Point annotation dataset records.
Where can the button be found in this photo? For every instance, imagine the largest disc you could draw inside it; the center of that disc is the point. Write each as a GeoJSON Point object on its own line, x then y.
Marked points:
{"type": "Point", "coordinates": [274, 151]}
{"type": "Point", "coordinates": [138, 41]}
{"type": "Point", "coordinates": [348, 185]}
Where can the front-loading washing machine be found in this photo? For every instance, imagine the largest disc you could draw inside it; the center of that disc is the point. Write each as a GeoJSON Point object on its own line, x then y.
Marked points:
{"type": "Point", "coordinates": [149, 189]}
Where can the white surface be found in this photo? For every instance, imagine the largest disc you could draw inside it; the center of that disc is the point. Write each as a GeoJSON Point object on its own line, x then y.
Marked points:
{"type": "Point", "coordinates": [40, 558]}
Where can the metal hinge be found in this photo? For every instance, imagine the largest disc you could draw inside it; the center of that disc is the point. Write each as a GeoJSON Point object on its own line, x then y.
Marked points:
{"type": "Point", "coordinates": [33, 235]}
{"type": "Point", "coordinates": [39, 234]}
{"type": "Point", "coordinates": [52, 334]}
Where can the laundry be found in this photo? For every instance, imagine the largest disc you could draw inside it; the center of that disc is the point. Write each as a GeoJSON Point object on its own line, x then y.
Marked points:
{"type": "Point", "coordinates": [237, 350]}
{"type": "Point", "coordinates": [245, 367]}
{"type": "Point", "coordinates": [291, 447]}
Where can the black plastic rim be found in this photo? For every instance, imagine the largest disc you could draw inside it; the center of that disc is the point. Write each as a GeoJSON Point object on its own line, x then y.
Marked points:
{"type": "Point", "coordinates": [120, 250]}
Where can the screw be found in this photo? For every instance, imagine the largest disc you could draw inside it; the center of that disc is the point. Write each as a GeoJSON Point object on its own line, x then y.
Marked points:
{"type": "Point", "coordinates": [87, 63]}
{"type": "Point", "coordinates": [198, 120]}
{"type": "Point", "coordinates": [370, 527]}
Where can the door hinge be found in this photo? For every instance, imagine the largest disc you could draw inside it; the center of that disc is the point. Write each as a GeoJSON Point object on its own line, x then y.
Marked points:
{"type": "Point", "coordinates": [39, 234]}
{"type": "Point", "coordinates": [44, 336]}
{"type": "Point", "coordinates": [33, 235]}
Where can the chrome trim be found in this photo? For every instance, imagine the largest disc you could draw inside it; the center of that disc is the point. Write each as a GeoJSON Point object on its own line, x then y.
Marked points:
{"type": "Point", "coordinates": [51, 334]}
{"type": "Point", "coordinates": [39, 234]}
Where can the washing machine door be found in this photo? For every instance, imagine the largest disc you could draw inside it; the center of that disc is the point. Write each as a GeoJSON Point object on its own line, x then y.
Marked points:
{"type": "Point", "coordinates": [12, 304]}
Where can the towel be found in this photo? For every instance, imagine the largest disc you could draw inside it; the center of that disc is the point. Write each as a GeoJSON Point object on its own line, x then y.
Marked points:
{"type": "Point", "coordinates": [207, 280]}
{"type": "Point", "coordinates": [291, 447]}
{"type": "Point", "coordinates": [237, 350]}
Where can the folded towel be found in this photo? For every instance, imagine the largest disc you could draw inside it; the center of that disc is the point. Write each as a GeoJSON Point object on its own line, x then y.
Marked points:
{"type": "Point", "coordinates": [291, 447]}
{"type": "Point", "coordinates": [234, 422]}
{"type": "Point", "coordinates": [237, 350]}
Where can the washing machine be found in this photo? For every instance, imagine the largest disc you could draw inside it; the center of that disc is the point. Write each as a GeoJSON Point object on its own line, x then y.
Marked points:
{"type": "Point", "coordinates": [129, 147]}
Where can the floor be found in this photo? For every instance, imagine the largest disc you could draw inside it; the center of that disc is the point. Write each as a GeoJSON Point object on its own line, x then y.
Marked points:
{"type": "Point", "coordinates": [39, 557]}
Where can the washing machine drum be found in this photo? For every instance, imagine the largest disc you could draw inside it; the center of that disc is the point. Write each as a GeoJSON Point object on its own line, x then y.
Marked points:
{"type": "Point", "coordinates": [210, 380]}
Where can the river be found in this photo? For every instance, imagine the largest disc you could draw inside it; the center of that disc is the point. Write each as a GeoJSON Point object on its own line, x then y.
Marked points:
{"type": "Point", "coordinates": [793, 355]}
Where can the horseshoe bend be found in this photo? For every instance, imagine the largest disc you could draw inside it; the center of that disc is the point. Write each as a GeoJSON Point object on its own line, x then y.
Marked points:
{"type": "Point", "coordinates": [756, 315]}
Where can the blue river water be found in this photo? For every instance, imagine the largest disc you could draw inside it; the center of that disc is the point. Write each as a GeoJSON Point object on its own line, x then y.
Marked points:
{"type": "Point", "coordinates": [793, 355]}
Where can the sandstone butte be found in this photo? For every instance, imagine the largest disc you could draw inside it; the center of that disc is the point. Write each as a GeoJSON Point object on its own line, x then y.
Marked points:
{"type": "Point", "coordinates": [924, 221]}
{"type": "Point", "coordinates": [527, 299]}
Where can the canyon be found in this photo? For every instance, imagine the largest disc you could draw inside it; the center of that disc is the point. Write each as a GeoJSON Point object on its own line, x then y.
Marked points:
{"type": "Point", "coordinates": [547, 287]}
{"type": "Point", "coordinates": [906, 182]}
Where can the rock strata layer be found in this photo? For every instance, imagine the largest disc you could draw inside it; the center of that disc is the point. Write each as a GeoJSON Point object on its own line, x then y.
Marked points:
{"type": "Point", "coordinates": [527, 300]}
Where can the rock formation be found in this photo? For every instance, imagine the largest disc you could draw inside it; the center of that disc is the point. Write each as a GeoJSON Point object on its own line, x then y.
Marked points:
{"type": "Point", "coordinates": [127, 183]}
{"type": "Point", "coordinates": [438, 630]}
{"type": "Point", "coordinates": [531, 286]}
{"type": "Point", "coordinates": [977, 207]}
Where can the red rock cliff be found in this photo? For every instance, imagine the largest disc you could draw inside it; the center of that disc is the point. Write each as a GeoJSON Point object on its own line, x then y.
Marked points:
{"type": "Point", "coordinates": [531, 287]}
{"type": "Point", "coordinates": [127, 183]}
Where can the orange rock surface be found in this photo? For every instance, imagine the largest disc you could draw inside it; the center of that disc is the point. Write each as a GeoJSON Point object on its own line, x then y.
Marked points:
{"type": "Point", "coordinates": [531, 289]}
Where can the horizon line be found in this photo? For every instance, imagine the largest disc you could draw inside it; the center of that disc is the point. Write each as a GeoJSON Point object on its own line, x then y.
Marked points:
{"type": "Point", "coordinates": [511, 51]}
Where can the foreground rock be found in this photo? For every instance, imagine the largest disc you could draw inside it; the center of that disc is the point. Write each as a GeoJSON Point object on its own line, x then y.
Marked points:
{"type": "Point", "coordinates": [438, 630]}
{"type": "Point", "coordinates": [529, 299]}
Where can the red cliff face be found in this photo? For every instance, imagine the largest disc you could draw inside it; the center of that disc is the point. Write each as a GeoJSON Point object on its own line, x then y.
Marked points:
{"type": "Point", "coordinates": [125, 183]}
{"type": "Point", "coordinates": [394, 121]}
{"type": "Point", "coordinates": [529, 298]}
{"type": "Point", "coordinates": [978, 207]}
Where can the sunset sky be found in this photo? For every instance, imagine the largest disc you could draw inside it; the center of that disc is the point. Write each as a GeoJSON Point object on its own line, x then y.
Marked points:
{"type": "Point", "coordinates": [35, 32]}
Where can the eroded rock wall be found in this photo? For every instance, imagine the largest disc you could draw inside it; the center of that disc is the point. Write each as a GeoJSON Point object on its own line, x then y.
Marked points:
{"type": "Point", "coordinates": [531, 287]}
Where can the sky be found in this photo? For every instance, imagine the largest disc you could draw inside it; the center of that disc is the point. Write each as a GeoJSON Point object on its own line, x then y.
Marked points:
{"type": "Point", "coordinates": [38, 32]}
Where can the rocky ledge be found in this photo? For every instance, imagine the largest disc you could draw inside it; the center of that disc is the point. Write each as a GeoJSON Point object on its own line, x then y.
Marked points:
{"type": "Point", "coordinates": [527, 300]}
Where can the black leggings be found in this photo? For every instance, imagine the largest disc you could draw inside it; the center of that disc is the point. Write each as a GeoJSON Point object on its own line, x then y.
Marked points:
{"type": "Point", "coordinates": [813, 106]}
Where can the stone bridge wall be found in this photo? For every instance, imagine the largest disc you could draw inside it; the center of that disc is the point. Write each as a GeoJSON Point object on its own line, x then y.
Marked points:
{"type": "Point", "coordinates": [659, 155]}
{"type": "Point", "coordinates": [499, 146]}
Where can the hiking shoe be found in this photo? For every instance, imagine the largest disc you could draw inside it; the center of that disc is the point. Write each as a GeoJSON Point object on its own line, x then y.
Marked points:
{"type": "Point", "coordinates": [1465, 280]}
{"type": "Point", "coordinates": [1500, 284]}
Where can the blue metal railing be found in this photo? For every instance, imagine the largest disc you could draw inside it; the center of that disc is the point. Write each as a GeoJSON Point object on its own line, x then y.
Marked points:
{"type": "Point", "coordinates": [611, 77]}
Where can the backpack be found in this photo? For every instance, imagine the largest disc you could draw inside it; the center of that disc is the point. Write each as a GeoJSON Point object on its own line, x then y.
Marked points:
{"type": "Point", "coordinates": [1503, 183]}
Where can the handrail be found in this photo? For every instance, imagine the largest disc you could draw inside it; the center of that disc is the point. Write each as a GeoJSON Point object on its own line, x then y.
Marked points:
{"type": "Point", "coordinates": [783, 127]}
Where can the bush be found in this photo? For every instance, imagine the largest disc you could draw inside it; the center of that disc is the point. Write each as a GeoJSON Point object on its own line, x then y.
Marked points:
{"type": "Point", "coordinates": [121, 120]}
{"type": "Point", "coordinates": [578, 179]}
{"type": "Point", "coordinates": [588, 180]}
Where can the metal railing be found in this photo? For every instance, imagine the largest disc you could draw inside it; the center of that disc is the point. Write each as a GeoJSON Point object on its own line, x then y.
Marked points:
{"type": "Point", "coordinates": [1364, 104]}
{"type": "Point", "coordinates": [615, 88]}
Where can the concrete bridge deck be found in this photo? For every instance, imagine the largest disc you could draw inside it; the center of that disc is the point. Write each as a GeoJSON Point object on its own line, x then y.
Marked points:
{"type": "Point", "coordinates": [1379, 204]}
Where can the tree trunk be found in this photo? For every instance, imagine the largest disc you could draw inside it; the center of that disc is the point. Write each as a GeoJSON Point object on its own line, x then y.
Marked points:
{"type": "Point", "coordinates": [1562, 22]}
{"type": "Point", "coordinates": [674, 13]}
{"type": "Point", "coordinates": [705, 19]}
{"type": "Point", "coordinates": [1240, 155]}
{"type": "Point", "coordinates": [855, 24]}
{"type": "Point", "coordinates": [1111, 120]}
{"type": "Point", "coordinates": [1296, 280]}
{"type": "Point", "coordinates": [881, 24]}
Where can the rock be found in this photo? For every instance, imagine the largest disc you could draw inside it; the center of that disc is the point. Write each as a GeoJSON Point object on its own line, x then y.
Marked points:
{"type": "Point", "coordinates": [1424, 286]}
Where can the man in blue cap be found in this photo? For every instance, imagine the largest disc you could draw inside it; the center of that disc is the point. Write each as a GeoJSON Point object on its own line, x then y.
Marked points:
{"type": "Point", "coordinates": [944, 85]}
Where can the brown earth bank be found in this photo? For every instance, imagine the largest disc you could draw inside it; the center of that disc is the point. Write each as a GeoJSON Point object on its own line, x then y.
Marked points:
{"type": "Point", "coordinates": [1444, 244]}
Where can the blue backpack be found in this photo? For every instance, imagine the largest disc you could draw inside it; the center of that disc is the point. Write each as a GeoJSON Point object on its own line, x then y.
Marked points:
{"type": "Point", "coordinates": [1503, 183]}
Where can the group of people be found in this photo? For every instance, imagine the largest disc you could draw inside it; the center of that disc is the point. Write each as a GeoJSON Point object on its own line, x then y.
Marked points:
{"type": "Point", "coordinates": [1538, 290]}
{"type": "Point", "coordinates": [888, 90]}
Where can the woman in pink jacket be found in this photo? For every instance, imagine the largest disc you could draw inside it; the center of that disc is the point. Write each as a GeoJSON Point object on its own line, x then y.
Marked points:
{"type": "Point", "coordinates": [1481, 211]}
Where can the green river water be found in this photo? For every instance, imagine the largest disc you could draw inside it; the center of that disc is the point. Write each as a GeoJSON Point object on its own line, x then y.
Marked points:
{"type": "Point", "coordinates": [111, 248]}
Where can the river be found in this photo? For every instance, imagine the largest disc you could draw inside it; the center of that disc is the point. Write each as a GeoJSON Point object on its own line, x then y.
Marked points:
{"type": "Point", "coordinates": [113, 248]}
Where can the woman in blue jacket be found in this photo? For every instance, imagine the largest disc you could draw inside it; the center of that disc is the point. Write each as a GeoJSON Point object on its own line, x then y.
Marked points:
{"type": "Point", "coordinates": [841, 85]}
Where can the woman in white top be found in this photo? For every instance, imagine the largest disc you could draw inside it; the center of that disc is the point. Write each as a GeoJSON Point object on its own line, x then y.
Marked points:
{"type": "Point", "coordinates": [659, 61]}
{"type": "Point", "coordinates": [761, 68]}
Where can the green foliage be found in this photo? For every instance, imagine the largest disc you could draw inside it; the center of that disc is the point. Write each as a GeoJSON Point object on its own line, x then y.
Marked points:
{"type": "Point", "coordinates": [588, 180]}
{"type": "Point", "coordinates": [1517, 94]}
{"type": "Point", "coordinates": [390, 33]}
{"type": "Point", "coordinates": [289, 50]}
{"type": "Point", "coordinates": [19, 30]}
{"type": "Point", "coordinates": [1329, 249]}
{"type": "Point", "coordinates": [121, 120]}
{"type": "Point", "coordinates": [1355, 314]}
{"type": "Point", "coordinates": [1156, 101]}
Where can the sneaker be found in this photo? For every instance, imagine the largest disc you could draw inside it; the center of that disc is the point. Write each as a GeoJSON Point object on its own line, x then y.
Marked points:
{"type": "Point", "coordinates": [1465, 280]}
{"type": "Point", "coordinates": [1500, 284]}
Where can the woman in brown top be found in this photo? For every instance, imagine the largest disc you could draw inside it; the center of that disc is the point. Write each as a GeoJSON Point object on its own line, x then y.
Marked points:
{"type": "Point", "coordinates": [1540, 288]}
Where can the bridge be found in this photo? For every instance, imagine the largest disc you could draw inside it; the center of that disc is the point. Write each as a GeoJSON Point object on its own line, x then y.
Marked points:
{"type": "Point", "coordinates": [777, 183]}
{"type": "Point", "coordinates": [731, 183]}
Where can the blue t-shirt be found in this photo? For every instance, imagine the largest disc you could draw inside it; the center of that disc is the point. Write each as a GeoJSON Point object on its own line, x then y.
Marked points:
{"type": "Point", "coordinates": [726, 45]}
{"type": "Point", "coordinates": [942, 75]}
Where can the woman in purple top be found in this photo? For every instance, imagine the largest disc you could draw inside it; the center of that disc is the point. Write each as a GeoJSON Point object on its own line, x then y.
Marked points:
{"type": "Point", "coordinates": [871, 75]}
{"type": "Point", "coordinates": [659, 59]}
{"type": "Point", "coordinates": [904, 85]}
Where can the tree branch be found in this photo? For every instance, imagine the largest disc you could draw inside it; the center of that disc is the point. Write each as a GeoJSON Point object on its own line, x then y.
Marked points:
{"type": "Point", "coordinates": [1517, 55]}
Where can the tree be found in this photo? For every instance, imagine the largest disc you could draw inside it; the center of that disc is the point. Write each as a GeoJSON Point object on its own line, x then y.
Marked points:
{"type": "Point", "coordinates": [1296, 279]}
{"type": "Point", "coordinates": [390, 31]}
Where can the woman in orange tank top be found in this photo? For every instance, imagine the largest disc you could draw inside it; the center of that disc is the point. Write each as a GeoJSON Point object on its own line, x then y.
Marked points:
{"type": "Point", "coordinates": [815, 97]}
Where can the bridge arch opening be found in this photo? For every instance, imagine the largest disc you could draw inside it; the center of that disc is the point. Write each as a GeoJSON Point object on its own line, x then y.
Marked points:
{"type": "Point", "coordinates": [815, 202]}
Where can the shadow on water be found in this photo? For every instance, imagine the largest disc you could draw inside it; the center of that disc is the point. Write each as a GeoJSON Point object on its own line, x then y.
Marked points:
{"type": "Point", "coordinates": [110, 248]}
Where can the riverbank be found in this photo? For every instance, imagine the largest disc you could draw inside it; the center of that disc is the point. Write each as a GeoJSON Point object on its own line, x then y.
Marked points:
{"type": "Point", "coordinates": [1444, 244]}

REQUEST. Return the line that contains "Where can the woman in orange" and all lines after it, verbatim, and nothing else.

EXPECTED ANSWER.
Where can the woman in orange tank top be found in this photo? For every instance, imagine the largest disc you could draw inside it; the center of that disc is the point. Write each as a GeoJSON Point object on its own line, x then y.
Marked points:
{"type": "Point", "coordinates": [815, 97]}
Where can the bridge arch opening be found in this photo? For every instance, imagine the largest disc you could draw inside it; the center of that disc is the point. Write each as a GeoJSON Point object on its own line, x then y.
Marked points:
{"type": "Point", "coordinates": [815, 202]}
Where can the shadow on water be found in this photo? For every instance, imagine the largest disc you could draw inside it; the center of that disc is the point. Write each as a GeoJSON Point object on its own line, x then y.
Marked points:
{"type": "Point", "coordinates": [110, 248]}
Where can the riverbank be found in this photo? For every instance, imagine the largest disc you could draw inside it; the center of that disc is the point. Write each as a GeoJSON Point object on its own line, x then y.
Marked points:
{"type": "Point", "coordinates": [1444, 244]}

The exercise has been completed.